▶ **Task prompt**
Your task is to return the span of lines beginning at the one with "TARGET = air vent in wall" and ending at the last line of the data, exactly as it stands.

▶ **Exercise data**
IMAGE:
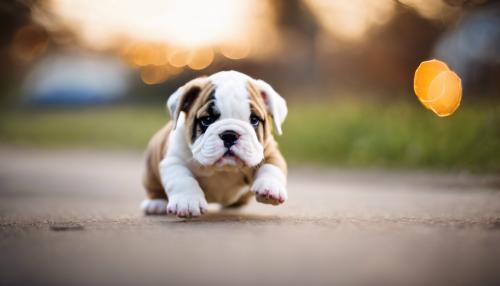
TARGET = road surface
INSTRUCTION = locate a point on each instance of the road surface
(72, 218)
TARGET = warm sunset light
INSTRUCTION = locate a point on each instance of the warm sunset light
(437, 87)
(159, 36)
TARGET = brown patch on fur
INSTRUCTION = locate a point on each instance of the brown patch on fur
(192, 114)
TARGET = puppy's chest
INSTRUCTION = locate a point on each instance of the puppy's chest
(225, 187)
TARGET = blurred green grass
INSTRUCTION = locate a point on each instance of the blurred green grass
(352, 133)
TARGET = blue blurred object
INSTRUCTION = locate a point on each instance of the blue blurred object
(76, 78)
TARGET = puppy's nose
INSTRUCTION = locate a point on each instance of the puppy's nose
(229, 137)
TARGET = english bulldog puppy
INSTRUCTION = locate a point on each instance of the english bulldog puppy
(218, 147)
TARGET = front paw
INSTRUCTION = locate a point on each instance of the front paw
(187, 205)
(154, 206)
(269, 191)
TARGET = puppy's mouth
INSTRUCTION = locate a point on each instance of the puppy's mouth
(229, 159)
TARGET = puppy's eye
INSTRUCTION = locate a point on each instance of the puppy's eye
(207, 120)
(254, 120)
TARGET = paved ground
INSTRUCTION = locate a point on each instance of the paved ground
(71, 218)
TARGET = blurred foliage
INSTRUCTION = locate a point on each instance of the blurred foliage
(352, 132)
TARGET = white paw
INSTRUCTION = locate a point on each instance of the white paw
(269, 190)
(154, 206)
(187, 205)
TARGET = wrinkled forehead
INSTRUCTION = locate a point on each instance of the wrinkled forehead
(232, 99)
(233, 95)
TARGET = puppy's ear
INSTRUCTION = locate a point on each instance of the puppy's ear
(276, 105)
(184, 96)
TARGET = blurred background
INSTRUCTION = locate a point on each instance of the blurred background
(81, 74)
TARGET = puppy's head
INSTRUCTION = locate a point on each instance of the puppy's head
(227, 117)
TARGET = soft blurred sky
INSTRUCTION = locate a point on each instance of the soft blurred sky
(357, 44)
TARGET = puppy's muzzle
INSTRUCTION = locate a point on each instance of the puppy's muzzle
(229, 137)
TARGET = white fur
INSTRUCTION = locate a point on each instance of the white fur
(270, 185)
(154, 206)
(182, 161)
(209, 148)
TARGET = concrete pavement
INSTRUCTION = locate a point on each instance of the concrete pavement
(71, 218)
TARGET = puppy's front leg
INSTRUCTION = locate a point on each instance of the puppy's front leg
(185, 197)
(270, 180)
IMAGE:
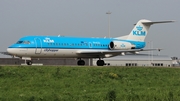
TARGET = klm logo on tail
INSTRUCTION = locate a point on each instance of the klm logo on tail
(139, 31)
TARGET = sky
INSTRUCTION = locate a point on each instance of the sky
(88, 18)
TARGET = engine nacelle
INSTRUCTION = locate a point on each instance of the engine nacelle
(117, 45)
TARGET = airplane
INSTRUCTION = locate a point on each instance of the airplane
(29, 47)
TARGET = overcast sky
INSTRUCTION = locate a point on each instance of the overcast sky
(88, 18)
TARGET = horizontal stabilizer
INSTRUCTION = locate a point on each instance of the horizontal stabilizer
(158, 22)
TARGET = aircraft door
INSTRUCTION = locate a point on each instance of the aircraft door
(38, 45)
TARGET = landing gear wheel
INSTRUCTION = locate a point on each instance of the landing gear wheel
(29, 62)
(81, 62)
(100, 63)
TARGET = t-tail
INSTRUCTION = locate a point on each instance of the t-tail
(140, 30)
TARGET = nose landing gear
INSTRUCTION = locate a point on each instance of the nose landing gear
(81, 62)
(100, 62)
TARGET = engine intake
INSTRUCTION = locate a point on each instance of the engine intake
(117, 45)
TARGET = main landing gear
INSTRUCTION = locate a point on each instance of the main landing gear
(82, 62)
(100, 62)
(29, 62)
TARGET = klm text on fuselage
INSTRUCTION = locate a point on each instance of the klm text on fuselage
(139, 33)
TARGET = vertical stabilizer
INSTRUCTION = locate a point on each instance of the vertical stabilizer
(140, 30)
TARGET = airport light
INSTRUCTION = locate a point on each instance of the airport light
(109, 21)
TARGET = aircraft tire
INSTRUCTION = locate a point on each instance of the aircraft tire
(100, 63)
(29, 62)
(81, 63)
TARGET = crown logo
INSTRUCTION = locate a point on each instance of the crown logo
(139, 28)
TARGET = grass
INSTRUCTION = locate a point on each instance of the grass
(67, 83)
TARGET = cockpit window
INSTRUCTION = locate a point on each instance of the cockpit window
(23, 42)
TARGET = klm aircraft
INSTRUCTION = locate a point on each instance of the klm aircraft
(29, 47)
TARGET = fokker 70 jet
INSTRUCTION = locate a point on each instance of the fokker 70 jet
(29, 47)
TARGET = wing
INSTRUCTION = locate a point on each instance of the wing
(109, 53)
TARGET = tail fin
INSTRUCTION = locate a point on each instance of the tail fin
(140, 30)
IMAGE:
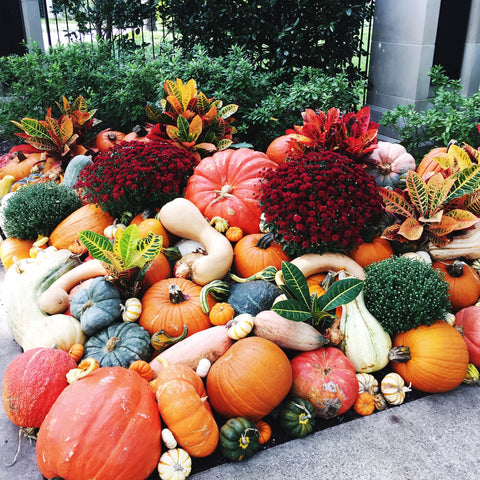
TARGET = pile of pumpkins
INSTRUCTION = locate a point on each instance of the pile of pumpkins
(119, 387)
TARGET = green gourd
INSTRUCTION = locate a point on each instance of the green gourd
(239, 439)
(119, 344)
(297, 417)
(73, 169)
(96, 306)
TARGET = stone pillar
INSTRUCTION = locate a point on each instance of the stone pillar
(470, 73)
(403, 45)
(32, 23)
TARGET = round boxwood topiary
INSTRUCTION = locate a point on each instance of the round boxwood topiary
(37, 209)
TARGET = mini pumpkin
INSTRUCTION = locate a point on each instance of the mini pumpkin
(119, 344)
(96, 306)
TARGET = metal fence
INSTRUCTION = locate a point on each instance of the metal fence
(59, 28)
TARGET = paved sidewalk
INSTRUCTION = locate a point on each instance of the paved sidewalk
(433, 438)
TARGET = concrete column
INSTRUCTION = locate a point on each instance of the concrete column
(32, 22)
(403, 44)
(470, 73)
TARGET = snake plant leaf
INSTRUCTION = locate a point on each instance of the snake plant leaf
(417, 191)
(466, 181)
(339, 293)
(96, 244)
(296, 284)
(292, 310)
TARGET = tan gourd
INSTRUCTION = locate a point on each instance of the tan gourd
(183, 219)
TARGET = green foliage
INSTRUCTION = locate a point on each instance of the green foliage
(276, 34)
(301, 306)
(37, 209)
(452, 116)
(403, 293)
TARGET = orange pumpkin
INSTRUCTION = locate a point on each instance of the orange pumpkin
(428, 166)
(184, 408)
(464, 283)
(171, 304)
(369, 252)
(254, 252)
(250, 379)
(432, 358)
(12, 249)
(88, 217)
(108, 138)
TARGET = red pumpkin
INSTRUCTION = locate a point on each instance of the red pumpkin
(104, 426)
(432, 358)
(250, 379)
(468, 319)
(464, 283)
(32, 382)
(326, 378)
(254, 252)
(173, 303)
(227, 185)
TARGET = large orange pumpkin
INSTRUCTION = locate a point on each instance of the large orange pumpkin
(88, 217)
(254, 252)
(250, 379)
(368, 252)
(184, 408)
(227, 184)
(171, 304)
(432, 358)
(104, 426)
(463, 280)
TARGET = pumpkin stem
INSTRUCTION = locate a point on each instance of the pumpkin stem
(111, 344)
(265, 241)
(175, 294)
(400, 354)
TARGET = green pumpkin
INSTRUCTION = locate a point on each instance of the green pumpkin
(119, 344)
(297, 417)
(239, 439)
(96, 306)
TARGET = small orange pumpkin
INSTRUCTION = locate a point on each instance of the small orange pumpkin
(368, 252)
(173, 303)
(256, 251)
(432, 358)
(464, 283)
(364, 404)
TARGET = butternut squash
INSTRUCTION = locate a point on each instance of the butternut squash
(29, 325)
(183, 219)
(211, 344)
(312, 263)
(55, 298)
(286, 333)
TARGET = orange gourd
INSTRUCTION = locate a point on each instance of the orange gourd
(464, 283)
(256, 251)
(12, 249)
(183, 406)
(368, 252)
(171, 304)
(88, 217)
(364, 404)
(250, 379)
(432, 358)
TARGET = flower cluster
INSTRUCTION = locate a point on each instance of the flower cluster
(132, 176)
(319, 202)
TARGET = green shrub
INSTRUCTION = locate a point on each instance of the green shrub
(37, 209)
(452, 116)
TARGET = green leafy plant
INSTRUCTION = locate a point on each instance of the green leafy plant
(450, 115)
(127, 260)
(300, 306)
(189, 118)
(426, 211)
(37, 209)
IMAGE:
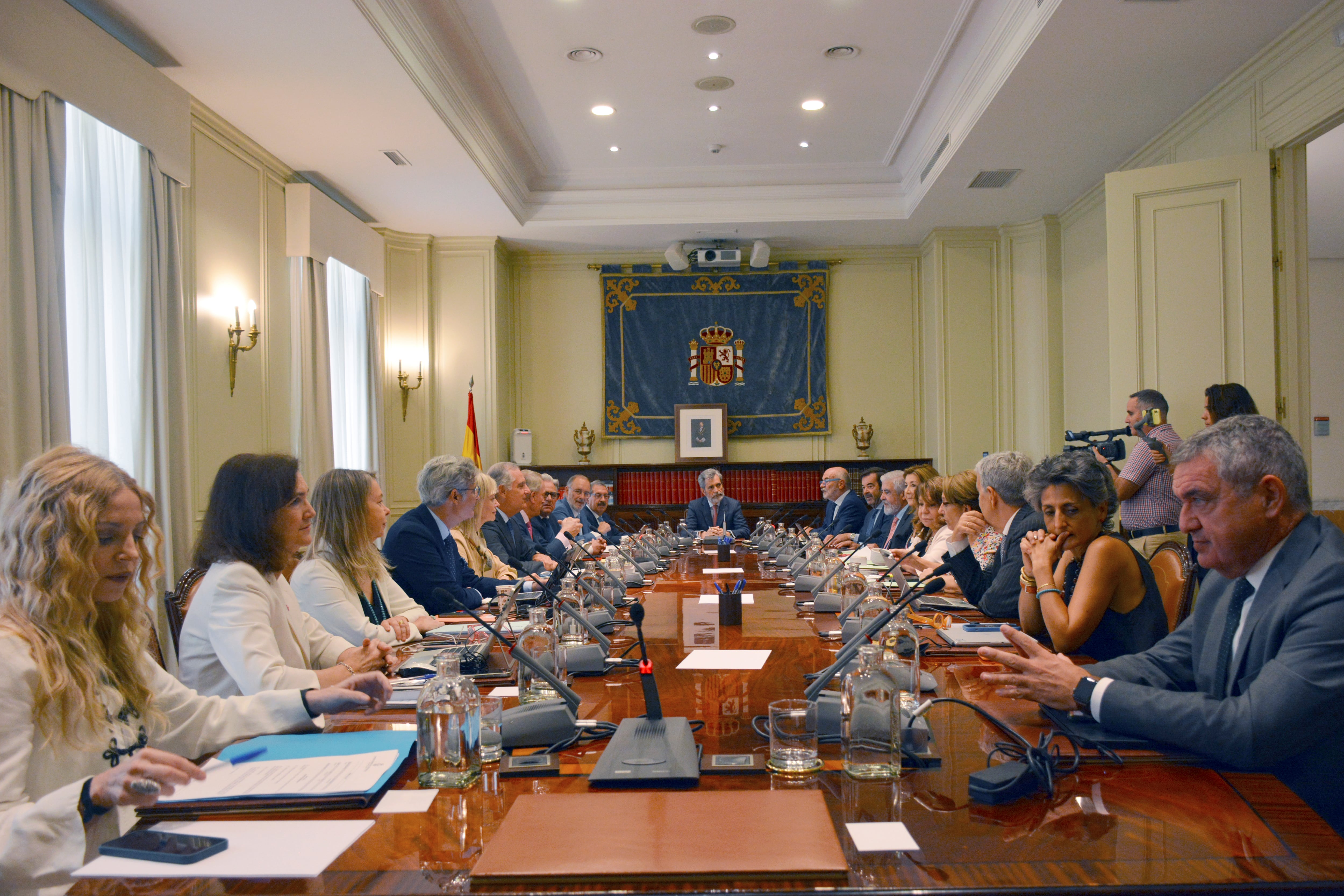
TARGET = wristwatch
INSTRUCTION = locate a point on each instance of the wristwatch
(1082, 694)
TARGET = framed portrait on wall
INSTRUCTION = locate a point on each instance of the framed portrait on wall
(701, 433)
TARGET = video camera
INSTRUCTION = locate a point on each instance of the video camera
(1105, 441)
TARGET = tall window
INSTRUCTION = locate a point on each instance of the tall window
(105, 291)
(347, 322)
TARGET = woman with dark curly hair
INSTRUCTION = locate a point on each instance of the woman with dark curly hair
(1089, 592)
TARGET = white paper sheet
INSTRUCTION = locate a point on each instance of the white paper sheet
(405, 801)
(714, 598)
(300, 777)
(725, 660)
(256, 849)
(881, 837)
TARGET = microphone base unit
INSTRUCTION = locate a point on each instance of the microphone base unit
(824, 602)
(650, 753)
(921, 749)
(538, 724)
(587, 659)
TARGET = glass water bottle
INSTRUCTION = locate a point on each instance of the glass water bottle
(539, 643)
(866, 714)
(448, 716)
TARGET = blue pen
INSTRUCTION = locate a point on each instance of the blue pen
(246, 757)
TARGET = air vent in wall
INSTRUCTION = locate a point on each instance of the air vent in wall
(937, 155)
(994, 179)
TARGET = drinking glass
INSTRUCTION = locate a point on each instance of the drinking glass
(492, 729)
(793, 737)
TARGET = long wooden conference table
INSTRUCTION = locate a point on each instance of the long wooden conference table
(1142, 827)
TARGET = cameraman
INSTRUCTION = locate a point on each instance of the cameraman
(1150, 511)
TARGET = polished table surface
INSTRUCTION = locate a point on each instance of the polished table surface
(1142, 827)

▶ **Task solution**
TARGET = air vent in wall
INSTRUCTION = locate a point on each instance of the air vent in wall
(937, 155)
(994, 179)
TARGET = drinking glass
INSTRUCTION = locate a point on each instance of the drinking glass
(492, 729)
(793, 737)
TARGET = long wooden conference table
INSTRUCTION = locate a point on each instance of the long wooden conference table
(1142, 827)
TARGET = cameraman
INSTRUCTION = locate a point on each instance of the cameraman
(1150, 511)
TARGET = polished table surface
INSTRUCTION = locate a point on each instance of the polished table surface
(1142, 827)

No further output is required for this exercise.